This pumpkin soup is wholesome, creamy, and has an incredible flavor. It’s the perfect remedy for the cold weather blues, like when you haven’t seen the sun in like a week or can’t seem to shake a cold. This soup will be your comforting medicine! I am not a huge fan of adding the sweetness of pumpkin to soups, but with the right ingredients, you can turn an unusual taste into a delight. Sweetness requires skillful knowledge of flavors, and you can never go wrong when you use turmeric! Even if you do not like pumpkin in other recipes, give this soup a try. Its taste will delight you!
Pumpkin is not only the orange superstar of autumn celebrations but also an exceptional nourishing food. Nature gives us the right ingredients at the right time. The best way to get the most from food is to eat what’s in-season when its nutrients are peaked. While summer’s explosion of colors invited us to receive the benefit from all its energizing ingredients, autumn is packed with alluring tones of orange and purple. It’s the last fresh batch of antioxidants of the year, which will keep our body going strong through winter. Pumpkin, sea buckthorn, squash, and carrots are all loaded with beta-carotene that protects our skin and body’s cells from the stress of the cold season.
Most people concentrate on pumpkin’s high beta-carotene properties, but it’s much more complex than that. Every variety of pumpkin is packed with vitamins B needed to maintain a balanced blood sugar level, manganese, and potassium with significant roles in the body’s natural detoxification processes, fiber to maintain colon health, and omega-3 fatty acids with anti-inflammatory properties. Eating pumpkin has been shown to reduce blood pressure, prevent cancer (especially prostate cancer), support eye health and fertility, and boost the immune system.
┄┄┄┄┄┄┄┄┄┄┄┄┄┄┄┄┄┄┄┄
● **EXPLORE THE MATERIAL**:
1. In the pumpkin soup text, substitute "dietary fiber" for "fiber" in the part that opens with the words "Most people concentrate" and closes with "the immune system.", and write out that part.
2. Pick up the pumpkin soup text after its final sentence and continue writing it.
The entries below come from a different source than the pumpkin soup text.
┄┄┄┄┄┄┄┄┄┄┄┄┄┄┄┄┄┄┄┄
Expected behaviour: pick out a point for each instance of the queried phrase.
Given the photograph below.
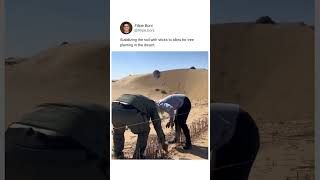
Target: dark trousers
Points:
(181, 120)
(234, 160)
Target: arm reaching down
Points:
(169, 109)
(156, 121)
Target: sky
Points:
(224, 11)
(34, 25)
(126, 63)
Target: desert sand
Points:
(192, 82)
(74, 73)
(269, 70)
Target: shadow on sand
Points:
(199, 151)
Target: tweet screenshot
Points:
(159, 89)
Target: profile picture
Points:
(126, 27)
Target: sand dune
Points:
(269, 70)
(193, 83)
(71, 73)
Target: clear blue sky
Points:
(224, 11)
(125, 63)
(33, 25)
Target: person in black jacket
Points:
(234, 140)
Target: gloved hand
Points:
(169, 124)
(165, 147)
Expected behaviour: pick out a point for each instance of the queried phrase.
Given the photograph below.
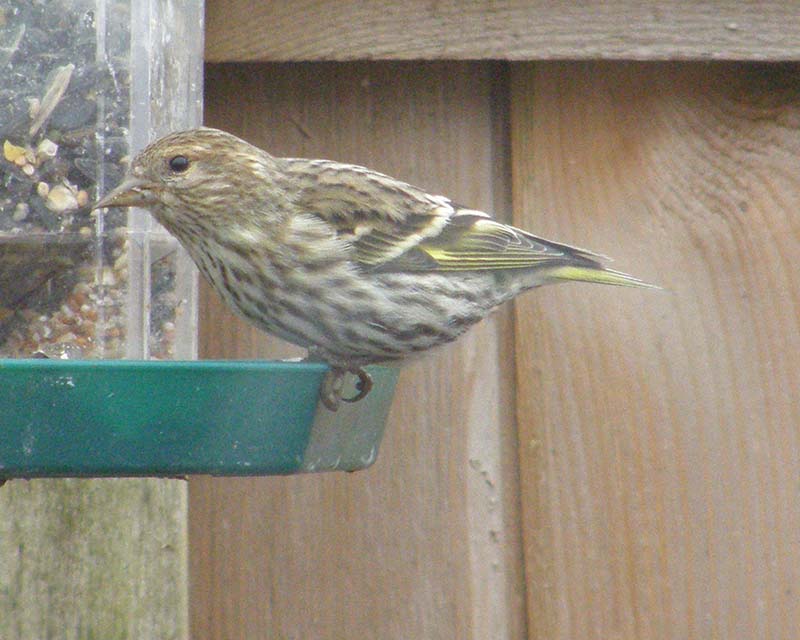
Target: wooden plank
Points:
(659, 443)
(248, 30)
(93, 559)
(425, 544)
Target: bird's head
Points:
(197, 172)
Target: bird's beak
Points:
(131, 192)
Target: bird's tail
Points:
(596, 272)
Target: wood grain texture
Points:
(249, 30)
(658, 431)
(425, 544)
(93, 559)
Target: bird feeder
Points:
(98, 317)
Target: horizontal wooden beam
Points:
(285, 30)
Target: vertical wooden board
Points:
(425, 544)
(93, 559)
(659, 446)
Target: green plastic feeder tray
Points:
(92, 418)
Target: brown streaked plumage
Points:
(354, 265)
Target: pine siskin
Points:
(352, 264)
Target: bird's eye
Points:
(178, 164)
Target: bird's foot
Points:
(332, 386)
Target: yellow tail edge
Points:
(600, 276)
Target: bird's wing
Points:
(394, 226)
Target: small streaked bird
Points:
(356, 266)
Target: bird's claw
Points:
(363, 386)
(331, 391)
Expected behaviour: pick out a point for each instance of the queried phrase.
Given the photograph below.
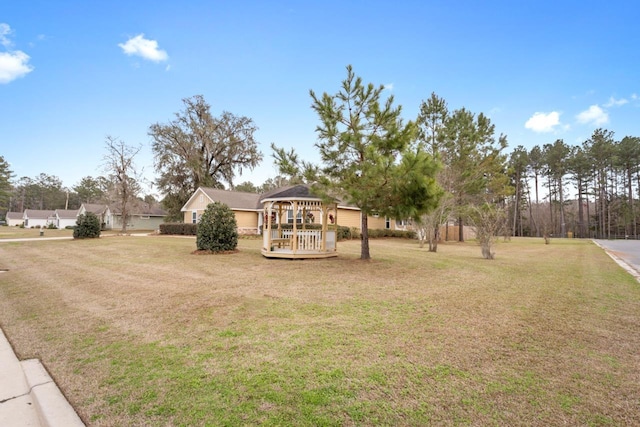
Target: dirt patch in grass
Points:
(137, 331)
(206, 252)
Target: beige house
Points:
(142, 216)
(248, 208)
(102, 211)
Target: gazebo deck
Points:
(289, 254)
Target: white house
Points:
(65, 218)
(36, 219)
(14, 218)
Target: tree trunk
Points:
(631, 229)
(515, 206)
(364, 238)
(436, 237)
(537, 204)
(563, 228)
(580, 211)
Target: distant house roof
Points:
(95, 208)
(237, 200)
(37, 214)
(234, 199)
(139, 208)
(300, 191)
(67, 214)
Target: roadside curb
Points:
(628, 268)
(28, 394)
(52, 407)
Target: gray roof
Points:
(234, 199)
(253, 201)
(301, 191)
(138, 208)
(95, 208)
(37, 214)
(67, 214)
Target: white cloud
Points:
(13, 65)
(594, 115)
(615, 102)
(5, 30)
(147, 49)
(543, 122)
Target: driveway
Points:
(624, 252)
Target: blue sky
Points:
(74, 71)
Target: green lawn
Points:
(140, 331)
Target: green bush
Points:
(87, 226)
(217, 230)
(179, 228)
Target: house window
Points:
(290, 217)
(401, 223)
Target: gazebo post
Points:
(294, 234)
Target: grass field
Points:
(138, 331)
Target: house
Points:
(246, 207)
(142, 216)
(249, 210)
(33, 218)
(65, 218)
(101, 211)
(14, 218)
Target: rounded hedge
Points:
(217, 229)
(87, 226)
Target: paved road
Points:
(625, 252)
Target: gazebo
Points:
(298, 224)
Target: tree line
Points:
(590, 190)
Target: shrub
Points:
(87, 226)
(217, 230)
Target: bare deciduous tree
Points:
(489, 220)
(119, 165)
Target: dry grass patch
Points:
(139, 331)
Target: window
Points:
(290, 217)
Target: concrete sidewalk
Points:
(28, 395)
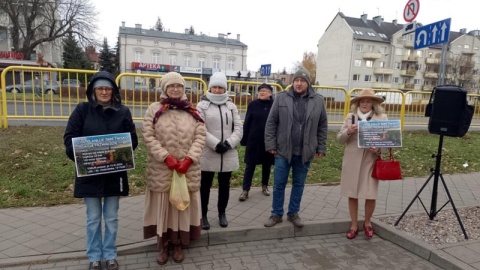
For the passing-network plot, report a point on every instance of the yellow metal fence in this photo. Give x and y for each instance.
(31, 93)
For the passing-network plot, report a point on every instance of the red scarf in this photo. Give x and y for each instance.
(177, 104)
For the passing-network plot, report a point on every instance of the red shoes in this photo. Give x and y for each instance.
(352, 233)
(368, 231)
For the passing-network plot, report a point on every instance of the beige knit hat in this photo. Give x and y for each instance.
(367, 93)
(171, 78)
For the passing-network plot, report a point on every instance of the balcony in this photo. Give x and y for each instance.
(371, 55)
(427, 87)
(386, 71)
(430, 75)
(408, 72)
(408, 43)
(381, 85)
(410, 58)
(432, 61)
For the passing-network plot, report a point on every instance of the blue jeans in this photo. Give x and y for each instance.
(96, 249)
(281, 171)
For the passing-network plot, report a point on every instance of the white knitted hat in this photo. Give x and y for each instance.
(218, 79)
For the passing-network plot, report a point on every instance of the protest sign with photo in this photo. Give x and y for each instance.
(385, 133)
(103, 154)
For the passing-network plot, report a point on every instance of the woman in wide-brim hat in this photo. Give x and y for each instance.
(356, 181)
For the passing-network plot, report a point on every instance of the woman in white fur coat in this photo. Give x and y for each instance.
(224, 132)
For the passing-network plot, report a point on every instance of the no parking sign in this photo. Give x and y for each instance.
(411, 10)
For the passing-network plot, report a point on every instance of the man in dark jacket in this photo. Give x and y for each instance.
(253, 134)
(296, 133)
(102, 114)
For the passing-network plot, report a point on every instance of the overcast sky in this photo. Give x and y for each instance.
(276, 32)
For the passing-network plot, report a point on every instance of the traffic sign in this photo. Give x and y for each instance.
(411, 10)
(432, 34)
(265, 70)
(409, 28)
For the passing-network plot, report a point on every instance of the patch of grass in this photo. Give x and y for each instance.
(34, 170)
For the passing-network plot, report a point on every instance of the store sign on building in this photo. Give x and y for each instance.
(191, 70)
(11, 55)
(151, 67)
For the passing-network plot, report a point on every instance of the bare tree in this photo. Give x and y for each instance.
(33, 22)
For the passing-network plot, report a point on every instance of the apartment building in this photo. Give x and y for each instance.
(363, 53)
(149, 51)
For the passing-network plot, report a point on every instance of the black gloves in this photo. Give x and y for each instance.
(222, 147)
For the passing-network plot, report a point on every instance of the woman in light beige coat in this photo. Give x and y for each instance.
(174, 135)
(356, 181)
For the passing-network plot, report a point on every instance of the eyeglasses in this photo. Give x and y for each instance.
(175, 86)
(104, 88)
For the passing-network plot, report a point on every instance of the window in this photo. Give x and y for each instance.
(138, 56)
(173, 59)
(156, 58)
(201, 62)
(216, 63)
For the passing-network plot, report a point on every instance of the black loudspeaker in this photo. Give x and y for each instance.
(449, 112)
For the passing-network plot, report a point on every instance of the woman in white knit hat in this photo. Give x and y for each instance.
(356, 180)
(174, 135)
(224, 132)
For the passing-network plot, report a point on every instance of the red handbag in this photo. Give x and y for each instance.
(384, 169)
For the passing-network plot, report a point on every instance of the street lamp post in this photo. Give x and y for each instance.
(226, 52)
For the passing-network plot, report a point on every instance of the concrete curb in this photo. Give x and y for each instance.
(220, 236)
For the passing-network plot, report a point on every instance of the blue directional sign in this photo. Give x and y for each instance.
(265, 70)
(432, 34)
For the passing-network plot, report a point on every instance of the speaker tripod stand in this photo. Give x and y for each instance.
(433, 208)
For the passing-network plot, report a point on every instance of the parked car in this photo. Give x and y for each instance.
(34, 86)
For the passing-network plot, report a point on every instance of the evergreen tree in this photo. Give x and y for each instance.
(74, 57)
(106, 58)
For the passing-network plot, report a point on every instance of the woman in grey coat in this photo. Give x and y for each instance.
(224, 132)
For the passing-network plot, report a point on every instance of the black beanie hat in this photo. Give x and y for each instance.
(264, 85)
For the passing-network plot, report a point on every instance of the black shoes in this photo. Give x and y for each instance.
(205, 224)
(222, 219)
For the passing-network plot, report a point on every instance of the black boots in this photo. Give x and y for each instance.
(222, 219)
(205, 224)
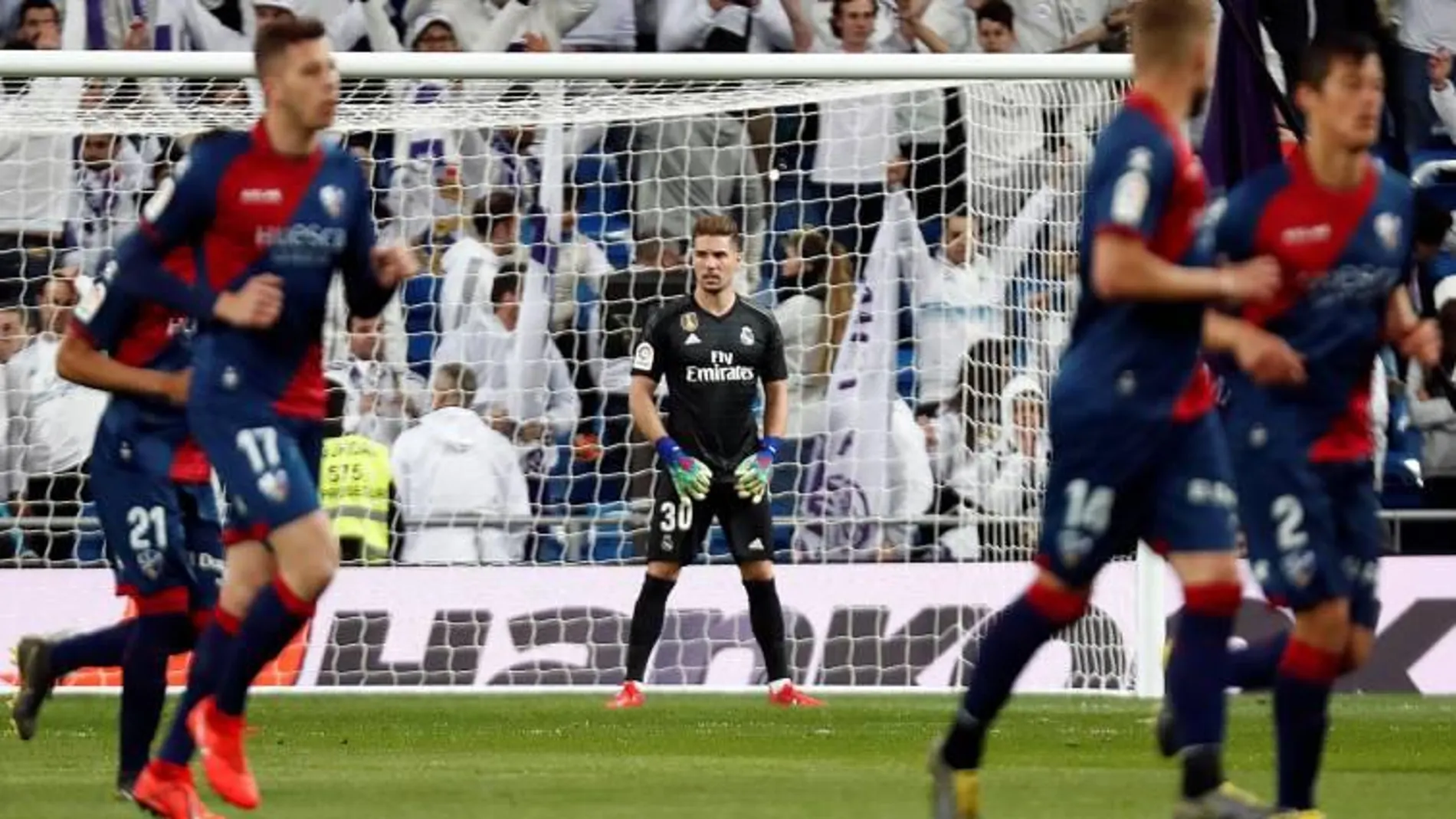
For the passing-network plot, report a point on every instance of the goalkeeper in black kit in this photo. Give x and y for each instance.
(715, 349)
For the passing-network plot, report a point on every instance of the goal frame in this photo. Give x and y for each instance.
(1150, 584)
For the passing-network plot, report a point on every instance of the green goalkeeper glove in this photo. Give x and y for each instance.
(752, 476)
(690, 476)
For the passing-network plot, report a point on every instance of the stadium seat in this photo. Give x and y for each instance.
(904, 372)
(421, 303)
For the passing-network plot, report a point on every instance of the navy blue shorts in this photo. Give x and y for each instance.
(1313, 530)
(163, 539)
(268, 466)
(1114, 483)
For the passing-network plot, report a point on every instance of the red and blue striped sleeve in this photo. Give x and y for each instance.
(362, 290)
(176, 215)
(1132, 182)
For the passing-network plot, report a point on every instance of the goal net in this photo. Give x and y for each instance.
(915, 238)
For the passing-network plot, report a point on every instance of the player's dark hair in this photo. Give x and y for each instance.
(459, 382)
(1330, 50)
(1164, 31)
(335, 401)
(34, 5)
(507, 283)
(838, 8)
(996, 12)
(491, 211)
(276, 38)
(717, 224)
(16, 85)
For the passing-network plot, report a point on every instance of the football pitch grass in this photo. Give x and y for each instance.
(717, 757)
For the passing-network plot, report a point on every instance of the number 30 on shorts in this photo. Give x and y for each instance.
(673, 517)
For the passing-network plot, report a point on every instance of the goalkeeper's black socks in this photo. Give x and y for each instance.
(1197, 676)
(1302, 720)
(647, 624)
(1254, 667)
(208, 655)
(766, 618)
(1011, 640)
(273, 620)
(145, 683)
(95, 649)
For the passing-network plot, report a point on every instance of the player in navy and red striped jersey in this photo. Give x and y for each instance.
(156, 506)
(267, 217)
(1297, 414)
(1136, 451)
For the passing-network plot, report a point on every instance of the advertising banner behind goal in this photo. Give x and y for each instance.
(849, 626)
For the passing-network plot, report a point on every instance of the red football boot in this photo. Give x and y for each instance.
(168, 791)
(631, 696)
(220, 739)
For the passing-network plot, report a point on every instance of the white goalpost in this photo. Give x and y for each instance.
(907, 503)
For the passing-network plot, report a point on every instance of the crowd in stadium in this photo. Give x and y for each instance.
(993, 171)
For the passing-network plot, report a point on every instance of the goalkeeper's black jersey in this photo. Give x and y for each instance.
(713, 365)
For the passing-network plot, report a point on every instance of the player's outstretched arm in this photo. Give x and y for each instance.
(1414, 336)
(690, 476)
(1266, 357)
(80, 362)
(1124, 270)
(753, 473)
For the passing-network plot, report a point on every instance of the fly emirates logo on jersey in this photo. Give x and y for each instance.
(720, 370)
(302, 244)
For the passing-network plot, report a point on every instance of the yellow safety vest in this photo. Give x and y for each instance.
(354, 490)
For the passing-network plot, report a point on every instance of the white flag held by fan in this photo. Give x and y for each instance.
(848, 483)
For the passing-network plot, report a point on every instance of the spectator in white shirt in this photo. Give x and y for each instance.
(999, 485)
(626, 300)
(1427, 27)
(38, 24)
(471, 262)
(818, 299)
(438, 172)
(930, 124)
(1058, 25)
(858, 152)
(959, 300)
(1443, 95)
(50, 427)
(160, 25)
(454, 469)
(533, 416)
(110, 184)
(35, 169)
(383, 396)
(1004, 129)
(689, 166)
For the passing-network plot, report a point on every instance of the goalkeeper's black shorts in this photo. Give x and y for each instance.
(679, 526)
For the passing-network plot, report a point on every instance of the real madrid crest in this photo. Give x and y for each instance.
(1388, 228)
(333, 200)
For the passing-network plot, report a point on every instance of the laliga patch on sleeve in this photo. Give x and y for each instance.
(158, 204)
(1130, 198)
(644, 359)
(92, 297)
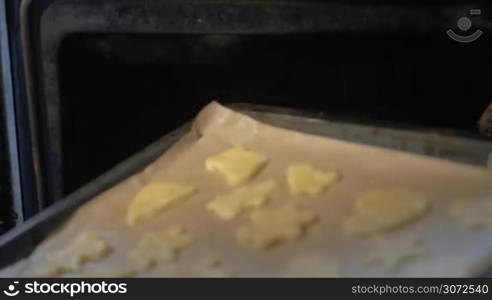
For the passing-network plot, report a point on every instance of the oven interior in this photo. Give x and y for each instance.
(120, 92)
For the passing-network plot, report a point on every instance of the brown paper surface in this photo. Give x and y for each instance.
(452, 251)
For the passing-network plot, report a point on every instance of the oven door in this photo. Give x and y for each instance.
(106, 78)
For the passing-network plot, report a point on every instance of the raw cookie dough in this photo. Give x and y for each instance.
(269, 227)
(393, 253)
(160, 247)
(210, 267)
(382, 210)
(312, 265)
(109, 273)
(87, 247)
(228, 206)
(473, 214)
(304, 180)
(155, 198)
(237, 164)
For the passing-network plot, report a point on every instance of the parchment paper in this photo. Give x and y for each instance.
(216, 128)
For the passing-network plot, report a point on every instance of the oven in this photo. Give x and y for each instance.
(94, 82)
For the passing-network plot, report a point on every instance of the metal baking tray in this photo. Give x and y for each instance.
(22, 240)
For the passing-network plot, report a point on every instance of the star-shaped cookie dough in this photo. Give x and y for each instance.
(160, 247)
(229, 206)
(312, 265)
(269, 227)
(392, 253)
(86, 247)
(473, 214)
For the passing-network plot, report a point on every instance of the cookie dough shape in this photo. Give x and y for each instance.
(209, 267)
(382, 210)
(313, 266)
(160, 247)
(305, 180)
(269, 227)
(229, 206)
(109, 273)
(237, 164)
(87, 247)
(473, 214)
(155, 198)
(392, 253)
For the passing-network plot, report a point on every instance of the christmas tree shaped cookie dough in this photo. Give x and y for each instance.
(160, 247)
(304, 180)
(228, 206)
(269, 227)
(155, 198)
(237, 164)
(382, 210)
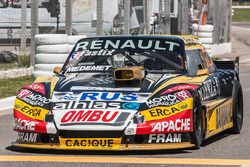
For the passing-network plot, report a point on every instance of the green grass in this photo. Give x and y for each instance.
(241, 15)
(5, 66)
(10, 87)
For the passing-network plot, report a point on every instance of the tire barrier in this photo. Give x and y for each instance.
(52, 50)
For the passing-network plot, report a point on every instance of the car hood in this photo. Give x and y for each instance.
(94, 102)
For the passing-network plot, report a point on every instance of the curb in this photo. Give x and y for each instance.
(7, 103)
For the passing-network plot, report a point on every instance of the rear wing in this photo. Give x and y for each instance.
(228, 64)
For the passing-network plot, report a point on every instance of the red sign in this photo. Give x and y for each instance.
(181, 122)
(22, 123)
(90, 116)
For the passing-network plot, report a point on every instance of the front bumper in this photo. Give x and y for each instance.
(121, 147)
(118, 143)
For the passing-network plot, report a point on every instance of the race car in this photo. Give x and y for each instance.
(131, 93)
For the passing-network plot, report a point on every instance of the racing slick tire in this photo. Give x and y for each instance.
(237, 108)
(197, 134)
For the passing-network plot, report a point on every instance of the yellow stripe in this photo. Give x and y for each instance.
(124, 160)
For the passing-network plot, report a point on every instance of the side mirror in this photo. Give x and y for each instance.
(57, 70)
(203, 72)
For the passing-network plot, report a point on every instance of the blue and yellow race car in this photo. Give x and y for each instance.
(131, 93)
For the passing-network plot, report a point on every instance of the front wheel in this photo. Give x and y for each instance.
(197, 134)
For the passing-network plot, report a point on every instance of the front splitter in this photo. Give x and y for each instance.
(122, 147)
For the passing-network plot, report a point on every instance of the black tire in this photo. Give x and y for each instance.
(197, 134)
(237, 108)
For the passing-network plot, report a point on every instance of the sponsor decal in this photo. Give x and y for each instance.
(108, 96)
(224, 114)
(98, 117)
(101, 52)
(91, 143)
(165, 138)
(23, 93)
(76, 55)
(179, 88)
(32, 112)
(182, 95)
(86, 105)
(24, 125)
(172, 126)
(209, 89)
(131, 106)
(66, 97)
(88, 68)
(143, 44)
(26, 137)
(32, 98)
(181, 122)
(37, 87)
(168, 100)
(164, 112)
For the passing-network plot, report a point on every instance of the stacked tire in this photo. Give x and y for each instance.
(52, 50)
(205, 33)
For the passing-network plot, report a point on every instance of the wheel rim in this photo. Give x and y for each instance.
(197, 125)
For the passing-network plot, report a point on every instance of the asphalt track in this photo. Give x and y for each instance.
(221, 150)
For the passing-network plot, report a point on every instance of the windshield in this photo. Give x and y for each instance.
(105, 55)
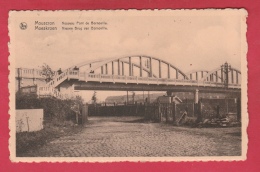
┄┄┄┄┄┄┄┄┄┄┄┄┄┄┄┄┄┄┄┄
● **TASK-BY-TASK RESULTS**:
1.
Most people concentrate on pumpkin’s high beta-carotene properties, but it’s much more complex than that. Every variety of pumpkin is packed with vitamins B needed to maintain a balanced blood sugar level, manganese, and potassium with significant roles in the body’s natural detoxification processes, dietary fiber to maintain colon health, and omega-3 fatty acids with anti-inflammatory properties. Eating pumpkin has been shown to reduce blood pressure, prevent cancer (especially prostate cancer), support eye health and fertility, and boost the immune system.

2.
One cup of pumpkin contains 1.76 grams of protein, 2.7 grams of fiber, no cholesterol, well over 100 percent of the recommended daily value of vitamin A, 20 percent of the daily value for vitamin C, and 10 percent or more for potassium, copper, magnesium, vitamin E and riboflavin. Pumpkin is also a great source of thiamin, vitamin B6, pantothenic acid, iron, folate, iron, magnesium, phosphorus, and niacin. It’s low in calories and high in nutrients for the perfect food to add your diet when trying to lose weight. Pumpkin’s high antioxidant content helps naturally get rid of toxins in the body, which tend to accumulate and cause weight gain, an impaired immune system, sleep disturbances, bad breath, headaches, and eventually chronic diseases.
This is why for me pumpkin is not just a Halloween decoration. It’s actually a vegetable I like to stuff my pantry with during fall. I add it to tarts, curries, smoothies or soups to enrich the nutritional profile and turn every dish into medicine. To make this pumpkin soup I used traditional spices such as cinnamon and anise, but also turmeric for its anti-inflammatory properties, coconut milk for an increased absorption of beta-carotene, and lemon for a dash of vitamin C and balanced taste. It’s a warming soup loaded with beta-carotene and anti-inflammatory effects, which is the perfect choice for a chilled fall evening or as part of a healthy lunch.
(Make this next: Turmeric Tomato Detox Soup)
- 1 medium butternut squash, peeled and cut into cubes
- 1 tsp coconut oil
- 1 cup coconut milk
- 4 cups low sodium vegetable stock
- 3 garlic cloves, crushed
- 1 onion, finely diced
- ½ tsp red chili flakes
- ½ tsp ground cinnamon
- 1 anise star
- 1 inch ginger knob, peeled and grated
- 1 lemon, juice only
- 2 tsp turmeric powder
- To garnish: black cumin, fresh aromatic herbs, chopped (basil or sage)
- In a large soup pot heat the coconut oil, add the onion and garlic and cook for five minutes, stirring frequently.
- Add the pumpkin cubes, red chili flakes, turmeric, cinnamon and anise and cook for another five minutes, stirring frequently.
- Add the vegetable stock and coconut milk, bring to boil then simmer for 15 minutes.
- Transfer to the blender and pulse to obtain a creamy liquid.
- Add the lemon juice and pulse to incorporate.
- Pour into serving bowls, garnish with black cumin and herbs, and serve warm.